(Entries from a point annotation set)
----------------------------------------

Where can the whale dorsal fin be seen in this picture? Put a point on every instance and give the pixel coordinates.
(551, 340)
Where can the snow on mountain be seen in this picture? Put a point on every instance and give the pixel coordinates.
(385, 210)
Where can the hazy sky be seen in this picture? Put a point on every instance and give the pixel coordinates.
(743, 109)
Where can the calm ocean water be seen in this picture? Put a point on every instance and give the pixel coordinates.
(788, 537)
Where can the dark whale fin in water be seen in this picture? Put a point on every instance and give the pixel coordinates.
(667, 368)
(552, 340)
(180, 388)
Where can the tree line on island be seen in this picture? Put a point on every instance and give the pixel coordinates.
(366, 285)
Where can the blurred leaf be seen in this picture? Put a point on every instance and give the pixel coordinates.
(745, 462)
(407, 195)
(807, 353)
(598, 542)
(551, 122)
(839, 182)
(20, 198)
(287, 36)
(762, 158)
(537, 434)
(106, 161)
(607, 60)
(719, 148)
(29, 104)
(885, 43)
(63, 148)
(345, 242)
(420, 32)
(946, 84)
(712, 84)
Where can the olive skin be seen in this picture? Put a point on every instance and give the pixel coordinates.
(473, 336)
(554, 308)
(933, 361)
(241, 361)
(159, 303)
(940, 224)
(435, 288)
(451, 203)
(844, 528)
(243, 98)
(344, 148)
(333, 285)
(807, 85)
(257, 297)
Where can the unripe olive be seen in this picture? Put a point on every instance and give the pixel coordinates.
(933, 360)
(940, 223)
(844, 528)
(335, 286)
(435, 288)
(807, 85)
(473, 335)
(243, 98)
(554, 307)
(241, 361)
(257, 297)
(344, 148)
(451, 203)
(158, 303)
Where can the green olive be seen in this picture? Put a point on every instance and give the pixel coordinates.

----------------------------------------

*GIVEN TASK*. Rewrite all of the entries above, substituting "pixel positions" for each occurrence of "pixel coordinates" and leaving everything else unchanged.

*FINISHED ANSWER*.
Where can the whale dorsal fin be seen in this picture? Put a point on every instance and give the pixel positions.
(551, 340)
Where can the snow on mountain be seen in this picture? Put a point on every instance and give the pixel positions.
(385, 210)
Where can the hazy sky be seen in this picture? Put a point on every instance and give the pixel positions.
(743, 109)
Where can the calm ocean water be seen in this picture? Put a point on every instance and give the pixel positions.
(788, 537)
Where can the dark whale fin in water be seen in this picture? Put a point on every instance and give the pixel positions.
(667, 368)
(552, 340)
(180, 388)
Where can the tree line on island be seen in this picture? Put a point on every instance and give the pixel positions.
(366, 285)
Where can the blurred leaf be seen in this picture? Put a point on every instance and give the pixel positions.
(745, 462)
(407, 195)
(807, 353)
(598, 542)
(551, 122)
(839, 182)
(20, 198)
(287, 36)
(762, 158)
(537, 434)
(106, 161)
(607, 60)
(719, 148)
(29, 104)
(885, 43)
(63, 148)
(345, 242)
(420, 32)
(946, 84)
(712, 84)
Where can the olive skin be seen in this picture? Put a point on every instance and give the pixel positions.
(473, 336)
(554, 308)
(933, 361)
(241, 361)
(159, 303)
(940, 224)
(435, 288)
(451, 203)
(844, 528)
(243, 98)
(344, 148)
(333, 285)
(807, 85)
(257, 297)
Where can the unripe olive be seen in this picture? Put a point on every instance and give the pixel positions.
(933, 360)
(940, 223)
(844, 528)
(335, 286)
(435, 288)
(807, 85)
(473, 335)
(243, 98)
(554, 307)
(241, 361)
(257, 297)
(344, 148)
(451, 203)
(158, 303)
Where can the green olive be seen in this picture? Put a point on every instance and give the pixel positions.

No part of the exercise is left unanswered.